### Exercise aim
Count how many lines in the rows below contain the string "woman", and reply with that number alone.

─── Input records ───

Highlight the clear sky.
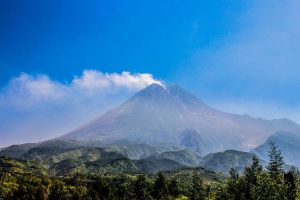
[0,0,300,146]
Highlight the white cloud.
[72,70,162,90]
[0,70,162,146]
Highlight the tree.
[190,172,205,200]
[133,174,151,200]
[168,177,180,199]
[284,171,296,200]
[267,142,284,178]
[153,172,169,200]
[241,156,263,200]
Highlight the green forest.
[0,143,300,200]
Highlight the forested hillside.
[0,143,300,200]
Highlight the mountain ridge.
[58,84,300,153]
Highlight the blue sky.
[0,0,300,146]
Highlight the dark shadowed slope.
[252,131,300,167]
[59,84,300,153]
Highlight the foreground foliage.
[0,144,300,200]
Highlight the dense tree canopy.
[0,144,300,200]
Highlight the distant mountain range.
[0,84,300,175]
[59,84,300,156]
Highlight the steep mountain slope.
[251,131,300,167]
[148,149,201,167]
[201,150,266,173]
[59,84,300,155]
[0,143,39,158]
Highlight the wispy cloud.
[177,0,300,123]
[0,70,163,146]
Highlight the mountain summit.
[59,84,300,154]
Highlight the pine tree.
[168,177,180,199]
[267,142,284,178]
[190,172,205,200]
[153,172,169,200]
[243,156,263,200]
[227,168,240,200]
[133,174,150,200]
[284,171,296,200]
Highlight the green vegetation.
[0,143,300,200]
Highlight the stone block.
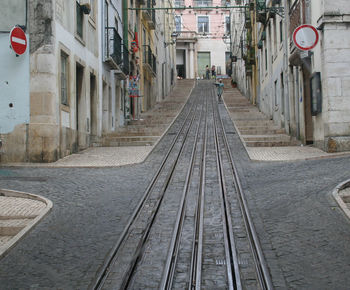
[0,124,26,163]
[328,98,350,113]
[29,124,59,138]
[325,62,350,78]
[341,78,350,97]
[36,53,57,74]
[30,92,56,116]
[325,136,350,153]
[30,73,58,93]
[324,0,350,15]
[28,124,59,162]
[323,30,350,50]
[324,48,350,65]
[322,78,342,98]
[325,122,350,136]
[326,108,350,123]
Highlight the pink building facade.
[175,0,231,78]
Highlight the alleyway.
[0,81,350,289]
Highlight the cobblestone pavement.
[0,81,350,289]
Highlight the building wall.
[312,0,350,151]
[175,0,230,78]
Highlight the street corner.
[0,189,53,259]
[332,179,350,220]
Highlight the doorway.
[75,63,84,150]
[197,52,211,79]
[303,66,314,144]
[90,74,97,136]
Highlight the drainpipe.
[283,0,293,134]
[122,0,129,49]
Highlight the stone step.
[242,134,291,142]
[104,128,161,138]
[231,112,269,122]
[235,118,275,128]
[103,136,160,145]
[228,107,259,114]
[245,141,297,147]
[103,141,156,147]
[239,127,286,135]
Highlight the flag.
[134,25,139,48]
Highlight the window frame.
[197,15,210,34]
[174,15,182,32]
[75,0,84,40]
[60,50,70,106]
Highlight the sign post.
[10,26,27,55]
[293,24,319,51]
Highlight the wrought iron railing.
[105,27,129,74]
[146,0,156,25]
[143,45,157,74]
[175,0,185,7]
[194,0,213,7]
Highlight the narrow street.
[0,80,350,289]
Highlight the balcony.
[104,27,129,78]
[176,31,197,42]
[175,0,185,8]
[194,0,213,7]
[143,45,157,76]
[142,0,156,30]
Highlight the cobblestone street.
[0,82,350,289]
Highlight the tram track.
[92,82,272,289]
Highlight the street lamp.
[164,31,178,47]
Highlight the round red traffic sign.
[10,26,27,55]
[293,24,319,50]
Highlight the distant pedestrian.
[205,65,210,80]
[211,65,216,79]
[215,79,224,103]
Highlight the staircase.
[101,80,194,147]
[223,81,300,147]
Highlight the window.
[61,53,68,105]
[76,2,84,38]
[275,80,278,107]
[89,0,96,21]
[225,16,231,33]
[280,20,283,43]
[198,16,209,33]
[175,15,181,31]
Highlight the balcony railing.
[143,45,157,74]
[177,31,197,42]
[175,0,185,7]
[143,0,156,29]
[105,27,129,74]
[194,0,213,7]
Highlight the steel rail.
[188,89,208,290]
[217,94,273,290]
[121,95,202,289]
[159,94,203,290]
[89,92,195,290]
[213,89,242,290]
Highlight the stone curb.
[332,179,350,220]
[0,189,53,259]
[143,80,197,163]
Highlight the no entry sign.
[293,24,318,50]
[10,26,27,55]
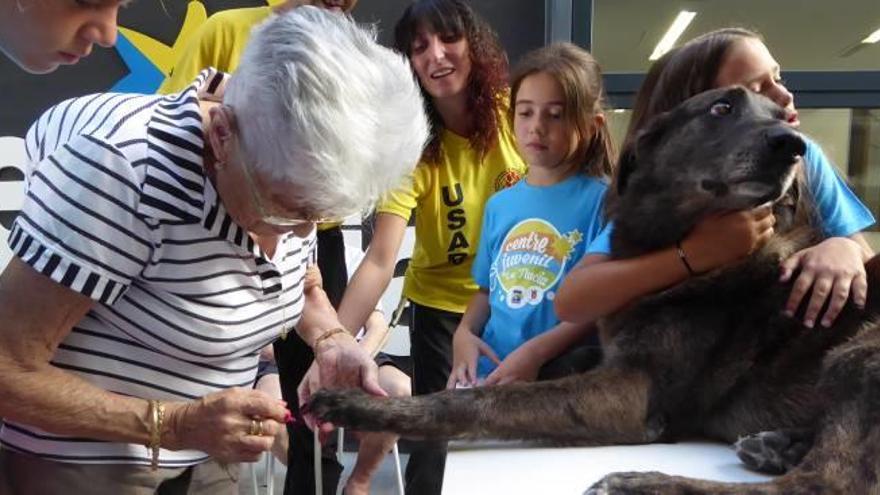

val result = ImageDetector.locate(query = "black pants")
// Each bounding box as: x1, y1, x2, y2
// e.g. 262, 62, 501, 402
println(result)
274, 227, 348, 495
406, 302, 462, 495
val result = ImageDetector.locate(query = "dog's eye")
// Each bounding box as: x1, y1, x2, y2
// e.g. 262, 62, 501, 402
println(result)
709, 100, 733, 116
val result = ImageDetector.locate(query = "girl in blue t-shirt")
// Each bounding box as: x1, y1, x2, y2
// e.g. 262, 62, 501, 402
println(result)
555, 28, 874, 334
448, 43, 613, 388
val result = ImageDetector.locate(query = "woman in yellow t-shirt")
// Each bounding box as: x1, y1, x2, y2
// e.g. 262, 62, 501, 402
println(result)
339, 0, 525, 495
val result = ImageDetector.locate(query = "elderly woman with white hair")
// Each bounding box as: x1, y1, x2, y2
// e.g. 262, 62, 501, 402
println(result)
0, 7, 427, 495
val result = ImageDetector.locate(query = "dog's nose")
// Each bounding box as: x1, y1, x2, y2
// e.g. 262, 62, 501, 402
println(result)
764, 126, 807, 156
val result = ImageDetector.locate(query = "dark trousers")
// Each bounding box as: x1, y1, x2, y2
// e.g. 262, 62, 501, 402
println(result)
406, 302, 462, 495
274, 227, 348, 495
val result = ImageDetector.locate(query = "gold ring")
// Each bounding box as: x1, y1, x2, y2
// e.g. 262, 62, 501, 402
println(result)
248, 419, 263, 437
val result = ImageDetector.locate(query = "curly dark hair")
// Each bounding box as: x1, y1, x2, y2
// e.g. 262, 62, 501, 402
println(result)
394, 0, 508, 164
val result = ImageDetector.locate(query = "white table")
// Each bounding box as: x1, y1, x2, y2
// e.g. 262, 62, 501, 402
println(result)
443, 442, 770, 495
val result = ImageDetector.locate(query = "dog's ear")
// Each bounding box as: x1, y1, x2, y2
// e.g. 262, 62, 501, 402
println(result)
616, 145, 636, 196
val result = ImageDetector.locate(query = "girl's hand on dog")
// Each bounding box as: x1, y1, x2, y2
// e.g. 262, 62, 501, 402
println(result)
681, 206, 776, 273
446, 327, 501, 389
779, 237, 868, 328
483, 345, 544, 385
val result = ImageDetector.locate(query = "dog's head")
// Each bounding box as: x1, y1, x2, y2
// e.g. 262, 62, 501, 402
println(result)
611, 86, 806, 252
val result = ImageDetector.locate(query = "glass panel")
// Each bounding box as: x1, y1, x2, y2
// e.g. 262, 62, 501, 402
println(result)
593, 0, 880, 73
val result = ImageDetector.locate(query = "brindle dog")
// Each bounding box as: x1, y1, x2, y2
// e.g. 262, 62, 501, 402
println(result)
310, 87, 880, 494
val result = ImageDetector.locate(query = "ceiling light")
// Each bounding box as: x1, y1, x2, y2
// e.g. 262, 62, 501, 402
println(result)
648, 10, 697, 60
862, 29, 880, 43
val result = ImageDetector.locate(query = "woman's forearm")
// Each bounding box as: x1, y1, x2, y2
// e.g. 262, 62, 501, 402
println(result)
0, 358, 156, 444
339, 213, 407, 332
458, 288, 490, 335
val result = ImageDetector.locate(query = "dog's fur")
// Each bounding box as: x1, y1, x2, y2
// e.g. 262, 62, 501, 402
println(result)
310, 87, 880, 494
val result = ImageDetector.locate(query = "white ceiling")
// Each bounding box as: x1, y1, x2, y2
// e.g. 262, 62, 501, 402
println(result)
593, 0, 880, 72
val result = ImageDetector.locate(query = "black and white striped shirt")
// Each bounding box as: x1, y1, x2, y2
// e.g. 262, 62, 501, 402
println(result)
0, 69, 315, 467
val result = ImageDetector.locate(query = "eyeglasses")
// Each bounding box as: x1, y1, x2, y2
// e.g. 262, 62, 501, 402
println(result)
238, 144, 341, 228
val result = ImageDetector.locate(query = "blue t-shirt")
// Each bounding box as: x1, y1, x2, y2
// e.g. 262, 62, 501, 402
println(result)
587, 139, 875, 254
472, 174, 608, 377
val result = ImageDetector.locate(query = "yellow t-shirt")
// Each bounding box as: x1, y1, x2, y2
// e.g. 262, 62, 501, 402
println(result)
377, 113, 526, 313
158, 6, 341, 230
158, 7, 272, 94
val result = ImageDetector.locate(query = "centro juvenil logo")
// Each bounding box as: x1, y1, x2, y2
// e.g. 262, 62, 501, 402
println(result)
492, 218, 583, 309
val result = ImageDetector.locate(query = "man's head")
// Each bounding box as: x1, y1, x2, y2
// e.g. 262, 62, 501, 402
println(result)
0, 0, 128, 74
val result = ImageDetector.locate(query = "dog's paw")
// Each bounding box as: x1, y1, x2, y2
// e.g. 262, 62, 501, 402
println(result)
302, 389, 377, 430
733, 429, 813, 474
584, 471, 671, 495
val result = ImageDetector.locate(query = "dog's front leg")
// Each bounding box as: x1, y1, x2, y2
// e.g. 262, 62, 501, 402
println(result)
309, 368, 663, 445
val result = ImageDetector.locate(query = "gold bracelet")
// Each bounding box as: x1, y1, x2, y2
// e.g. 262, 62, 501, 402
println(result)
147, 400, 165, 471
312, 327, 348, 349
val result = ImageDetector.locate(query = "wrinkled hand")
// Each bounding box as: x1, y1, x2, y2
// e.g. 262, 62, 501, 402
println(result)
779, 237, 868, 328
446, 328, 501, 389
483, 345, 544, 385
297, 332, 388, 430
161, 387, 290, 463
681, 206, 776, 273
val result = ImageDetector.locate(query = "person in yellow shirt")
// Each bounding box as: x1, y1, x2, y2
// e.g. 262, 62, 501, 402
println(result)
158, 0, 362, 495
334, 0, 525, 495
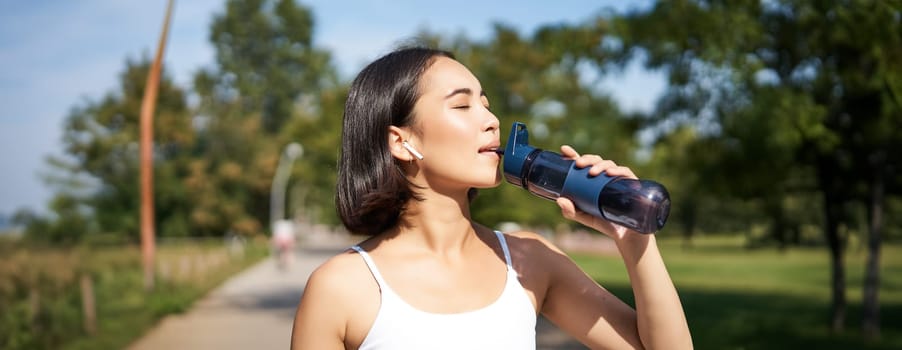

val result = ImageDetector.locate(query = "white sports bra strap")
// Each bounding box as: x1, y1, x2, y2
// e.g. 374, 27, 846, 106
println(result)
351, 245, 387, 290
495, 231, 513, 271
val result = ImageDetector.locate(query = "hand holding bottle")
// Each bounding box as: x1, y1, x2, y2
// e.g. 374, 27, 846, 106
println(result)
556, 145, 638, 240
503, 122, 670, 233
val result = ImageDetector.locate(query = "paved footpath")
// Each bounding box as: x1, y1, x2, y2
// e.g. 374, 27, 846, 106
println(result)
129, 237, 585, 350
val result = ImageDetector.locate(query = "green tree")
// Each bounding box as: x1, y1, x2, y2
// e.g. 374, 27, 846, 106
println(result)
619, 0, 902, 335
189, 0, 338, 234
29, 58, 194, 243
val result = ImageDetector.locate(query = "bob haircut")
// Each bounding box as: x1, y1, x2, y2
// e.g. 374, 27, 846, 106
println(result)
335, 47, 454, 235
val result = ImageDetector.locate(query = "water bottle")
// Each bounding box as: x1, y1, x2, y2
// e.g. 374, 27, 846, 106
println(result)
503, 122, 670, 233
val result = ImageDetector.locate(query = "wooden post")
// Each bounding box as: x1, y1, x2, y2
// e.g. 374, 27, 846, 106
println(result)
80, 274, 97, 335
140, 0, 173, 291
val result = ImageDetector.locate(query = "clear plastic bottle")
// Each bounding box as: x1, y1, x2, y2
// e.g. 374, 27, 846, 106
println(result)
504, 122, 670, 233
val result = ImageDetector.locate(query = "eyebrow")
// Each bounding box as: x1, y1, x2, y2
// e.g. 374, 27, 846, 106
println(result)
445, 88, 488, 99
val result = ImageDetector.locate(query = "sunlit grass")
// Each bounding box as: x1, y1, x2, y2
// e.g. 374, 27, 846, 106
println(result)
573, 237, 902, 349
0, 240, 268, 350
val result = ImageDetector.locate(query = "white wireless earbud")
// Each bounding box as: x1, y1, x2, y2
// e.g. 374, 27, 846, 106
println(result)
401, 141, 423, 160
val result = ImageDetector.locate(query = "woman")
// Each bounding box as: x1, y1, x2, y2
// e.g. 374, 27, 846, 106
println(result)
292, 48, 692, 349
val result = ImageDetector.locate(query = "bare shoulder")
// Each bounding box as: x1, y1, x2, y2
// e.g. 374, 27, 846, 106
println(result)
304, 250, 372, 302
292, 250, 379, 349
504, 231, 562, 256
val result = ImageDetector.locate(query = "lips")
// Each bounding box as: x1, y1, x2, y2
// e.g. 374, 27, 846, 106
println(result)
479, 143, 501, 156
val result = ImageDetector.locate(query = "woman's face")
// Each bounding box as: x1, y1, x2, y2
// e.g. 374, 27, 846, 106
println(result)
411, 57, 501, 190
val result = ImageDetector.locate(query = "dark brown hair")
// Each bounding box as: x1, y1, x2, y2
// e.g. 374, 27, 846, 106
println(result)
335, 47, 453, 235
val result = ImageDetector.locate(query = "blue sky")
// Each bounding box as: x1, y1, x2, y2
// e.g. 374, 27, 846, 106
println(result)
0, 0, 663, 215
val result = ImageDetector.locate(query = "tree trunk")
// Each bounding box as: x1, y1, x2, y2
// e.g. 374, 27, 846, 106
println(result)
819, 169, 846, 332
861, 159, 885, 339
825, 213, 846, 332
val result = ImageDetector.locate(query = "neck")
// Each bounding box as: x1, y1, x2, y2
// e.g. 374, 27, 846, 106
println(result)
398, 190, 477, 253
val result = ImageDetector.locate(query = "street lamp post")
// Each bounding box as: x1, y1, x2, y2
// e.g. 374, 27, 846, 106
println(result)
269, 142, 304, 232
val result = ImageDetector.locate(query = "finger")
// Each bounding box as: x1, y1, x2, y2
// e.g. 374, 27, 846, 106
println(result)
561, 145, 579, 159
556, 197, 576, 220
589, 160, 617, 176
576, 154, 604, 168
604, 166, 638, 179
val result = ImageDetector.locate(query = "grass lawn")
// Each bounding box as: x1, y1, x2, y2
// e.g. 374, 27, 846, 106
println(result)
573, 237, 902, 349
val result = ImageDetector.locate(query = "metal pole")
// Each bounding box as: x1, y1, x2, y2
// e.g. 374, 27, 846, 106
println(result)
269, 142, 304, 231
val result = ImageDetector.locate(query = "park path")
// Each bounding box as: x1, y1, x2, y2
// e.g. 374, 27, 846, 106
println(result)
128, 235, 585, 350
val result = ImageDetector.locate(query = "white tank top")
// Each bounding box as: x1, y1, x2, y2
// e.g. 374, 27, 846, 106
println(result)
351, 231, 536, 350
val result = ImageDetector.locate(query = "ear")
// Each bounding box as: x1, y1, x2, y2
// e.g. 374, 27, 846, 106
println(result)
388, 125, 413, 162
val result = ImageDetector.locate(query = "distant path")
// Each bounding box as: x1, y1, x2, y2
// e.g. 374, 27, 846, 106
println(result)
129, 237, 585, 350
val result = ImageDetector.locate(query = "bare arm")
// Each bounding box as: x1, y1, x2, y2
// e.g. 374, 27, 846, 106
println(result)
547, 146, 692, 349
291, 263, 354, 350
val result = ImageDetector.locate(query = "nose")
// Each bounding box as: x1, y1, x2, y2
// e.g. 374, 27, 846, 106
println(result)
483, 111, 501, 132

───

### The reply
5